Excerpt from a dataset:

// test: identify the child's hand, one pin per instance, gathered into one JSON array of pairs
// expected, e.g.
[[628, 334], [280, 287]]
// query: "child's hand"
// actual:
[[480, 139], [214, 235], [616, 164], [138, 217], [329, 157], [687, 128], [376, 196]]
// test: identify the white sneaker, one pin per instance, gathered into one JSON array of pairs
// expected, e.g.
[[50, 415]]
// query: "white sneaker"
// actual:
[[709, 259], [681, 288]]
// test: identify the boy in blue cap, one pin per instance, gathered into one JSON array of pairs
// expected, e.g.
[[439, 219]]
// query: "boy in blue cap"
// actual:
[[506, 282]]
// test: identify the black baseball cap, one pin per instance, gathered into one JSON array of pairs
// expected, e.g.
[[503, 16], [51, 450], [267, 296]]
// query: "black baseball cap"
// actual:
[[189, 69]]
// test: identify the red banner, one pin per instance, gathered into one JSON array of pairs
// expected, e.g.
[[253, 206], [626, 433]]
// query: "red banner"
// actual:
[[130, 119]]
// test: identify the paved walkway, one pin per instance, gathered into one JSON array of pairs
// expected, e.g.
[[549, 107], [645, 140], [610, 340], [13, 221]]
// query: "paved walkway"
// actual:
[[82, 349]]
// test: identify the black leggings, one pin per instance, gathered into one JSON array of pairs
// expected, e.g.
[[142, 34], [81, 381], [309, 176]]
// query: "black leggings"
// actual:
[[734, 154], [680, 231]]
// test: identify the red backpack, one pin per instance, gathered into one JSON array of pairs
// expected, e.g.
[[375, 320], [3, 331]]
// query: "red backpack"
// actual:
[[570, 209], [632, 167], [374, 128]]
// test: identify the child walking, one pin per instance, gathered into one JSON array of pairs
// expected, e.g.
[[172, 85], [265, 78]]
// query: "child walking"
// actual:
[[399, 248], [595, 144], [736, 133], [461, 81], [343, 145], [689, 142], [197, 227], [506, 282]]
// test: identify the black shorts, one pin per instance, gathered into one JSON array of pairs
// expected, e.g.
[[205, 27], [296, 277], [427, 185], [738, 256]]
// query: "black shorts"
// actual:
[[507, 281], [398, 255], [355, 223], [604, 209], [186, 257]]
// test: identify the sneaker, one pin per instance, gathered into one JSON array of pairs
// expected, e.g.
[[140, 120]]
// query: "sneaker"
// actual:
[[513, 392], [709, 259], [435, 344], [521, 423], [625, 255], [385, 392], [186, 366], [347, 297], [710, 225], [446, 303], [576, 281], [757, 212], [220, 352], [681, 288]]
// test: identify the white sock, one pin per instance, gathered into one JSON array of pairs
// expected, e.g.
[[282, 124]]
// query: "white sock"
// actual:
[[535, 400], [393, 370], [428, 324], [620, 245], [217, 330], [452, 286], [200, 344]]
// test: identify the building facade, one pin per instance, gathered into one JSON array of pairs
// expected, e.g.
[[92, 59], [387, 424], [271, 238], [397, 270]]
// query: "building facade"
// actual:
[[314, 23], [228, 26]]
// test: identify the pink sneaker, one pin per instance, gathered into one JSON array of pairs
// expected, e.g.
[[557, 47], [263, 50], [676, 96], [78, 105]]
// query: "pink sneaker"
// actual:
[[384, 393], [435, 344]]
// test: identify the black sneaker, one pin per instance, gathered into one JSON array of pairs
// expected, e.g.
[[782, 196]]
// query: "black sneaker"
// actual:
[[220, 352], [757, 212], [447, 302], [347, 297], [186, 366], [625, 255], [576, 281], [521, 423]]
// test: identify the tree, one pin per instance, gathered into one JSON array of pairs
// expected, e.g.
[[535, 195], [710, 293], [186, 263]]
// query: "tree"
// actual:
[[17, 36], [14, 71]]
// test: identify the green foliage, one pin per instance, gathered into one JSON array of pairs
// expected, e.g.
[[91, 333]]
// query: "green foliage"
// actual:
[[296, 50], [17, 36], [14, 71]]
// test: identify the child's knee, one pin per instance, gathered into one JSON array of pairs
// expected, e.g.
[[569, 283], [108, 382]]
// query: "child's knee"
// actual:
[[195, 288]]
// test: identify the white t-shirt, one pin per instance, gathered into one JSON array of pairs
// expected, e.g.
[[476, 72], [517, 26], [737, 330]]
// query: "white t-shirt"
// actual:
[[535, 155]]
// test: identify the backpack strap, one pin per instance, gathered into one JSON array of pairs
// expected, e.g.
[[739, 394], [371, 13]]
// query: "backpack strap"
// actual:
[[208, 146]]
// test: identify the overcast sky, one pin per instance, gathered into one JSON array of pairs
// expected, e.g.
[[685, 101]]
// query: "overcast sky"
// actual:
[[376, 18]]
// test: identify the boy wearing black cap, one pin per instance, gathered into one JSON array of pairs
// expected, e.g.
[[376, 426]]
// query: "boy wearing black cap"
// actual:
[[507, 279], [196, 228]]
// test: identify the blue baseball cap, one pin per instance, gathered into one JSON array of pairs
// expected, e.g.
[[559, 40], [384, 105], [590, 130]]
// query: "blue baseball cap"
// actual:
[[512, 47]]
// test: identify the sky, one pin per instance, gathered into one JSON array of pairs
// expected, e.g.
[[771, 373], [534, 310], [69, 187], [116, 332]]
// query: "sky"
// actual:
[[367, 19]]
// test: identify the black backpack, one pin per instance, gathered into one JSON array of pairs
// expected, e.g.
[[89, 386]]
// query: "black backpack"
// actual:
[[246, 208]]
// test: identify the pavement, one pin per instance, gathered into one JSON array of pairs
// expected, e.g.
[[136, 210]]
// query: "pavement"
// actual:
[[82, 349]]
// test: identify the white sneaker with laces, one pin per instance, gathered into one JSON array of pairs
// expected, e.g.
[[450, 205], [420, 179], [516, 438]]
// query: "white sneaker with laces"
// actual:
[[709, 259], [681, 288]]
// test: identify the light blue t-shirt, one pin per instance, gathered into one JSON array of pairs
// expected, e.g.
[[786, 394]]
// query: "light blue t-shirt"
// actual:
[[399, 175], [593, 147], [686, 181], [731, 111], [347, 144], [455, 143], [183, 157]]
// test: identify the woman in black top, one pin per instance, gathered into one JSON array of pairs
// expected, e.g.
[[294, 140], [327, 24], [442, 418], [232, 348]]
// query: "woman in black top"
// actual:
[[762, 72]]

Your task: Copy out every line from the one containing "identify the blue" down to the end of the data, reproducing each line unchanged.

Full response:
// test: identify the blue baseball cap, one pin per instance, gathered into one JSON array of pairs
// expected, e.g.
[[559, 40], [384, 105], [590, 130]]
// query: "blue baseball cap"
// actual:
[[512, 47]]
// test: identify the sky, one pin per instance, gathered into one JSON array of pairs
// expected, e.g.
[[771, 373], [534, 310], [69, 187], [116, 332]]
// query: "sky"
// actual:
[[367, 19]]
// test: identify the black backpack, one pin per instance, gathered into one JSON array of pairs
// expected, e.g.
[[89, 386]]
// query: "black backpack"
// actual:
[[246, 208]]
// test: identify the pavement, one pin per instance, gathered into one JSON array of pairs
// expected, e.g.
[[136, 210]]
// query: "pavement"
// actual:
[[82, 349]]
// test: identify the white sneaker with laces, one pin per instance, gathered into one JSON array of pairs
// expected, e.g.
[[450, 205], [420, 179], [516, 438]]
// query: "white sneaker with laces"
// actual:
[[709, 259], [681, 288]]
// test: identify the light blue t-shirt, one pin per instance, gathered into one JSON array of pairs
// expected, e.g.
[[786, 394]]
// query: "light blue t-shirt"
// actual:
[[399, 175], [593, 147], [686, 181], [731, 111], [347, 144], [455, 143], [183, 157]]
// test: identify the woman in black top, one pin per instance, gathered into one JSON array of pairs
// expected, e.g.
[[294, 140], [327, 24], [442, 418], [232, 348]]
// query: "woman in black top"
// actual:
[[762, 72]]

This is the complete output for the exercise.